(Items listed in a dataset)
○ ○ ○ ○ ○
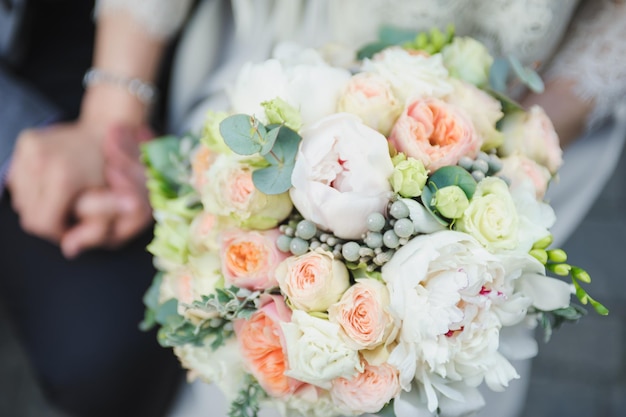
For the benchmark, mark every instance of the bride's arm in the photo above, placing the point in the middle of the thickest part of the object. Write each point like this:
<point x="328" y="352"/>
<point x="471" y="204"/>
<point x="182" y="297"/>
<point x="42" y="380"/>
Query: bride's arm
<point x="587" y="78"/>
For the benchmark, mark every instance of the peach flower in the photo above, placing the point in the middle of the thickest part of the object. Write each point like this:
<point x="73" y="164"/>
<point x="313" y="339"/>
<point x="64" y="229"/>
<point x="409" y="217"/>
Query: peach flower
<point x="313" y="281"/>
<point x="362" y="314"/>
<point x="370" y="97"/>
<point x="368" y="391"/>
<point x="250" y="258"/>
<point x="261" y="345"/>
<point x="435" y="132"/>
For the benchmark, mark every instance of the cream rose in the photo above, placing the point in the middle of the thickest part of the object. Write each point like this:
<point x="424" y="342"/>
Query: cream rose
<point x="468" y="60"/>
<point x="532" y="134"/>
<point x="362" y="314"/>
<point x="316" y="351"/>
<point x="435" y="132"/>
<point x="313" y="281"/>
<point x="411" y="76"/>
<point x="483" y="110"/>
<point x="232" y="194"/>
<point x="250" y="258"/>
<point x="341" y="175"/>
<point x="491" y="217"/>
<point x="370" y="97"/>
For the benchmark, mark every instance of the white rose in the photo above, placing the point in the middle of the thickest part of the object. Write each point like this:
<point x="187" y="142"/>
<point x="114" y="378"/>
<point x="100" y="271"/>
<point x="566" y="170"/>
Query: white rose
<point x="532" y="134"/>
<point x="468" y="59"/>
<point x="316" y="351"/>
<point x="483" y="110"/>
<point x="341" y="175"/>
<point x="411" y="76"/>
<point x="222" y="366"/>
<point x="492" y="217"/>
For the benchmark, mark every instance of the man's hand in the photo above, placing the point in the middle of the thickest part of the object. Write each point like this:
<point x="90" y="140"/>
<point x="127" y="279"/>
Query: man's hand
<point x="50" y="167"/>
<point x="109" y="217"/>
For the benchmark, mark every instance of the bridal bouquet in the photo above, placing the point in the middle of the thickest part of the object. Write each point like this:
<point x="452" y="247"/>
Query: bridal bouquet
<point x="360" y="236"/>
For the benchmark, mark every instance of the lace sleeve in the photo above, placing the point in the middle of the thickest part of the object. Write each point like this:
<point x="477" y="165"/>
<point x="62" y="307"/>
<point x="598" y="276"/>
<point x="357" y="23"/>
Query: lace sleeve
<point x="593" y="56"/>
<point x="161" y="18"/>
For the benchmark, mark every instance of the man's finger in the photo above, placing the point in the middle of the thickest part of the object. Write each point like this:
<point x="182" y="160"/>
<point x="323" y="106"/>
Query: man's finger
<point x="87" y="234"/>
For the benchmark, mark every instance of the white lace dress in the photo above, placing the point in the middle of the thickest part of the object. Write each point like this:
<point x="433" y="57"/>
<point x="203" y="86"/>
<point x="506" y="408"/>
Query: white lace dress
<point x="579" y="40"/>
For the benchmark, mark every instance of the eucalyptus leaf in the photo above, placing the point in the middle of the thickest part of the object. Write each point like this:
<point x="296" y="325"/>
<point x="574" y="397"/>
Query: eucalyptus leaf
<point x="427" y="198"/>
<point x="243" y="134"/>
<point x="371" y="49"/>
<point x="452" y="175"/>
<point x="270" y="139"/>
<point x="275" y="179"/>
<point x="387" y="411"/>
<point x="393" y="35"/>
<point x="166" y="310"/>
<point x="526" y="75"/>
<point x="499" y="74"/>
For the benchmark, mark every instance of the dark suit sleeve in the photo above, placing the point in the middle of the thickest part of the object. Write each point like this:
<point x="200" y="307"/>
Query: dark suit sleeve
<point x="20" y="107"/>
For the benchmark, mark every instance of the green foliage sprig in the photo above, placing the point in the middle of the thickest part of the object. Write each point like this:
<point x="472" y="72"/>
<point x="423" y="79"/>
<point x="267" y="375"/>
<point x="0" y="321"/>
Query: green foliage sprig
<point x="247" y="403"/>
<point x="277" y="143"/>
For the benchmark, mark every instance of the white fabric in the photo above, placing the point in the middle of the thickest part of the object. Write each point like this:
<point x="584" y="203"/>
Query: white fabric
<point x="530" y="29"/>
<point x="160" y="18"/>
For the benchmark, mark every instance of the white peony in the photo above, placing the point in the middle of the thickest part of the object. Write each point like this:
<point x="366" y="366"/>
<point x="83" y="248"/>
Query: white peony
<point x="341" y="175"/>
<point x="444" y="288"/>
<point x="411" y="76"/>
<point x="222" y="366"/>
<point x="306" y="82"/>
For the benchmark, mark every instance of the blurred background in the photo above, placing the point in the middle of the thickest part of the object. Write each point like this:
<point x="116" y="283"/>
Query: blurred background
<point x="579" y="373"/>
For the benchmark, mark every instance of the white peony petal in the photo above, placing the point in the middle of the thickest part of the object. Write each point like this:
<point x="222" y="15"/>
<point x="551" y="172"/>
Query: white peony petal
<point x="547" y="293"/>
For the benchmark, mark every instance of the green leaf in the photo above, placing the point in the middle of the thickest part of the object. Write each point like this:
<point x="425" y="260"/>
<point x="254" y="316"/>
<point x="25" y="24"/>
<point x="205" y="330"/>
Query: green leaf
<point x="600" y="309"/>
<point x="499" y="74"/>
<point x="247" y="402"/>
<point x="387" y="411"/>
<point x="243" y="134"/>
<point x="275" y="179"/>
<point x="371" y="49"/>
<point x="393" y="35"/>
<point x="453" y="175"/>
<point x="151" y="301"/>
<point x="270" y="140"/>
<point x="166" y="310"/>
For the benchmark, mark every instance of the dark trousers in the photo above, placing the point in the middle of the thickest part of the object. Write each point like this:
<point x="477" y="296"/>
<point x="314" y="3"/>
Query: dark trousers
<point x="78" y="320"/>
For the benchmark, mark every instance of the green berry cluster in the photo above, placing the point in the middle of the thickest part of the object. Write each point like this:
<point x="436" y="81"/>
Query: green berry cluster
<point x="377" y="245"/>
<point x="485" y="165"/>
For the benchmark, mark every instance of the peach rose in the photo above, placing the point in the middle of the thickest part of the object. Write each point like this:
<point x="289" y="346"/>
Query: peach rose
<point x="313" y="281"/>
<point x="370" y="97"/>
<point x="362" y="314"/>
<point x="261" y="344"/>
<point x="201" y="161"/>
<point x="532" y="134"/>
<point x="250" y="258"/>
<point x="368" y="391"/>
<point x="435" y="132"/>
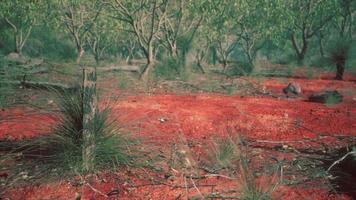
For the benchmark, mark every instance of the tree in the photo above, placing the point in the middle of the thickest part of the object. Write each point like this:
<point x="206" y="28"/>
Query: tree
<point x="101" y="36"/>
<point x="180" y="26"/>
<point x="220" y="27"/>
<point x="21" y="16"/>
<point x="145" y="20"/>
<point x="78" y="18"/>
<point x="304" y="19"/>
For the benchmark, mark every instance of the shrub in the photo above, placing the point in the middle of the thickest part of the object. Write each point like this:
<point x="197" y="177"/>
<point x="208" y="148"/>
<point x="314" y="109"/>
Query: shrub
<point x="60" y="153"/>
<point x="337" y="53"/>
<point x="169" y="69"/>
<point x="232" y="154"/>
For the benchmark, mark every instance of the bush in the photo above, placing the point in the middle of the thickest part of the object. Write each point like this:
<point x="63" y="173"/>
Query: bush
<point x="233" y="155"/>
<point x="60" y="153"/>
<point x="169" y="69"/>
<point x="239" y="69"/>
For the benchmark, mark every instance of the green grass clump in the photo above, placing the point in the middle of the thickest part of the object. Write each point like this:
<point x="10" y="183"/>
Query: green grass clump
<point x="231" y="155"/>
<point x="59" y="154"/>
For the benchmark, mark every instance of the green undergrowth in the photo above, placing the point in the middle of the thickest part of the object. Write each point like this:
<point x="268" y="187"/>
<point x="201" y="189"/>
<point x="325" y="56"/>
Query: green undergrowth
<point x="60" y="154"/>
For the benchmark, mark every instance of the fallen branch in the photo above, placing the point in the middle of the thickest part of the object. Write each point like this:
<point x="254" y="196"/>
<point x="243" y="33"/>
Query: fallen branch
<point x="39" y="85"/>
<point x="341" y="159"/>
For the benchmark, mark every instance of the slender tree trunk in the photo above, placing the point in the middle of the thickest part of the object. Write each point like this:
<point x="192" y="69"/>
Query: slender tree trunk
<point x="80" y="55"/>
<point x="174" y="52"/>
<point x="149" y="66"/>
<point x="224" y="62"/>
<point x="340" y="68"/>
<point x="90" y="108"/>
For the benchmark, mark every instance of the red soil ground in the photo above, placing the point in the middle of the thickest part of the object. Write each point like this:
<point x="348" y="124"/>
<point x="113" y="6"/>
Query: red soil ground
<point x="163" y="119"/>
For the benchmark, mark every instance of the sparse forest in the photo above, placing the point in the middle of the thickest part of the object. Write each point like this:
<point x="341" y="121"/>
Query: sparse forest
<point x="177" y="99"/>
○ ○ ○ ○ ○
**SHORT EXERCISE**
Reproduce word for word the stretch of items from the line containing "For the benchmark, mark every instance of the green grass" through the end of the items.

**FINAL ANSWER**
For the benchmark, mark every instance of the green grass clump in the photo above, placing the point in the middle of the thickest part of the object. Write each point like this:
<point x="10" y="183"/>
Query: green grass clump
<point x="231" y="155"/>
<point x="59" y="154"/>
For the benchmark, mark every instance of the green undergrowth in the photo above, placing the point in the middle of the thickest part of the object. Write each point like this:
<point x="268" y="187"/>
<point x="201" y="189"/>
<point x="325" y="56"/>
Query: green undergrowth
<point x="60" y="154"/>
For the benchmark, mark every instance of the fallen branch in the photo above, placing the point in the middle of the thickest part of the object. Write each point like this:
<point x="254" y="196"/>
<point x="243" y="33"/>
Query: fallen branch
<point x="39" y="85"/>
<point x="341" y="159"/>
For the benchmark, mark every instance of the slender tree trunk in the photo above, placing the point in the middle of the thickest part of the object. Write each point like this:
<point x="192" y="69"/>
Query: slender tree trunk
<point x="80" y="55"/>
<point x="174" y="52"/>
<point x="149" y="66"/>
<point x="224" y="62"/>
<point x="340" y="68"/>
<point x="90" y="108"/>
For the benchmark, mark every instance of the red soil ground in the photo above, placing the point in the middle of the thickest part of the object. Write each point like this:
<point x="348" y="124"/>
<point x="113" y="6"/>
Query: red soil ground
<point x="163" y="119"/>
For the benchmark, mark every instance of the sparse forest in the photo above, placing the point in the middle of the thickest part of the object. Write each point like this:
<point x="341" y="121"/>
Query: sparse forest
<point x="177" y="99"/>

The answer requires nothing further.